Document:
**********

The Akron Zips men's basketball team represents the University of Akron in Akron, Ohio. The team currently competes in the Mid-American Conference East division. The Zips are currently coached by John Groce. Prior to becoming members of the MAC in 1992, the Zips were members of the Ohio Valley Conference and the Mid-Continent Conference.

In 2008, the Zips officially announced they had signed a three-year partnership to be outfitted by the LeBron James line by Nike. They are now the only team with a LJ23/Nike contract. Nike has released several Zips themed versions of LeBron's shoes. Some are available to the public, while others are exclusively for the members of the basketball team.

**********

Dataset entries:
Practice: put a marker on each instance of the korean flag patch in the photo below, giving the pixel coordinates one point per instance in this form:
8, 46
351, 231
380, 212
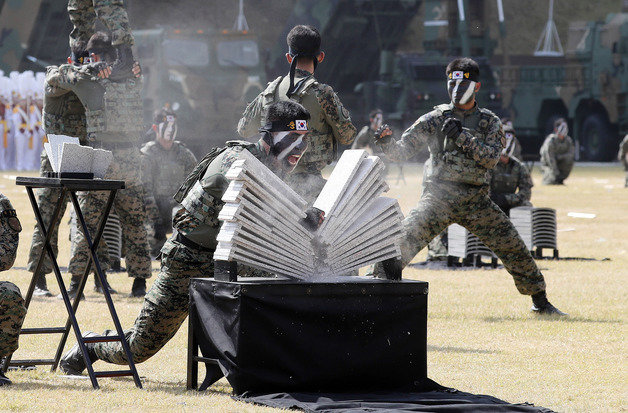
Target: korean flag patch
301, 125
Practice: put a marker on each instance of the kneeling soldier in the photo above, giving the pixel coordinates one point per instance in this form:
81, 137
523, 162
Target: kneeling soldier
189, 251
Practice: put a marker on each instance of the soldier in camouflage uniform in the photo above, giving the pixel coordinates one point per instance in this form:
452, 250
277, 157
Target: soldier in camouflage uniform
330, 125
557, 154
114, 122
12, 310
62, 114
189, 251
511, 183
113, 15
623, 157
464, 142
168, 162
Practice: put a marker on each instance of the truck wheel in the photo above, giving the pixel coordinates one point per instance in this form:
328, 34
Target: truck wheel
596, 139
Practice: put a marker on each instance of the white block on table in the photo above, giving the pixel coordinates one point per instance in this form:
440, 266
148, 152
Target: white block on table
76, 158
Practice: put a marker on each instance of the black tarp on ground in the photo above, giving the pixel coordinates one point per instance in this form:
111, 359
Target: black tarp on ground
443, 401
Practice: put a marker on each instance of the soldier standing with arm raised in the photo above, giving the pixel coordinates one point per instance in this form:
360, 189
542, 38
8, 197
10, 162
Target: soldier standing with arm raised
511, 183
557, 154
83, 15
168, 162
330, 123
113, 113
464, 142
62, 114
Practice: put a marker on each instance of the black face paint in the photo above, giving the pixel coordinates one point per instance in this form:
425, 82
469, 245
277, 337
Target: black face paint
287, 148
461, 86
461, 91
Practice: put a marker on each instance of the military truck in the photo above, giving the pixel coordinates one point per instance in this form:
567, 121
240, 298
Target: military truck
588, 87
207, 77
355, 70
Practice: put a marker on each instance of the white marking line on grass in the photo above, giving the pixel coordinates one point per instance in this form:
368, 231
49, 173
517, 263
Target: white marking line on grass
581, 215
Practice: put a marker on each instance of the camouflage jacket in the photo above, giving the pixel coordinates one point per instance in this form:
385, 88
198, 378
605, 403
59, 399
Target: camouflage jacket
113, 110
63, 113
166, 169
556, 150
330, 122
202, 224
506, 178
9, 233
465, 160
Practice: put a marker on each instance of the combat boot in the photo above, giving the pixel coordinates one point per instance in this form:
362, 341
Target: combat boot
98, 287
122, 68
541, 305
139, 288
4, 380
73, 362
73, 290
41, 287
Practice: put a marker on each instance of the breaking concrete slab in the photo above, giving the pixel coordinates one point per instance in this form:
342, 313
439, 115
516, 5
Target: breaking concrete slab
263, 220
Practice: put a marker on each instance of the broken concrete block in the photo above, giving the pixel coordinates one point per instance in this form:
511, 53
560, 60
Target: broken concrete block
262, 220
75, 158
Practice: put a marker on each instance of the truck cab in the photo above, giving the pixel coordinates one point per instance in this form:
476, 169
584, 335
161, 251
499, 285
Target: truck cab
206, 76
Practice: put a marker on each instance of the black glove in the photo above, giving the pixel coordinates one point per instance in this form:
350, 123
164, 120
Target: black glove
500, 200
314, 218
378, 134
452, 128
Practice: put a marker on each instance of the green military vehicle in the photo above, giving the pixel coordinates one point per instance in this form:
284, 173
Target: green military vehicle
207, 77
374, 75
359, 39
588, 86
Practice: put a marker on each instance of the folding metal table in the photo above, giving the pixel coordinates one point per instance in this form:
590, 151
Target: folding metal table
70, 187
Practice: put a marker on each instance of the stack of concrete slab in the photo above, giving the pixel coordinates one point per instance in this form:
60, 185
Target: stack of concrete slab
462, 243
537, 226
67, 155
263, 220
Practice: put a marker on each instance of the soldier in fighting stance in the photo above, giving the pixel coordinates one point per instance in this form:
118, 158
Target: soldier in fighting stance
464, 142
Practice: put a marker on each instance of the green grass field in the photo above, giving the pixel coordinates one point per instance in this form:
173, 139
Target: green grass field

**********

Task description: From the Akron Zips basketball text above, copy out word for word the part that begins at the words "The Akron Zips" and stops after the words "the basketball team.".

Worked solution:
The Akron Zips men's basketball team represents the University of Akron in Akron, Ohio. The team currently competes in the Mid-American Conference East division. The Zips are currently coached by John Groce. Prior to becoming members of the MAC in 1992, the Zips were members of the Ohio Valley Conference and the Mid-Continent Conference.

In 2008, the Zips officially announced they had signed a three-year partnership to be outfitted by the LeBron James line by Nike. They are now the only team with a LJ23/Nike contract. Nike has released several Zips themed versions of LeBron's shoes. Some are available to the public, while others are exclusively for the members of the basketball team.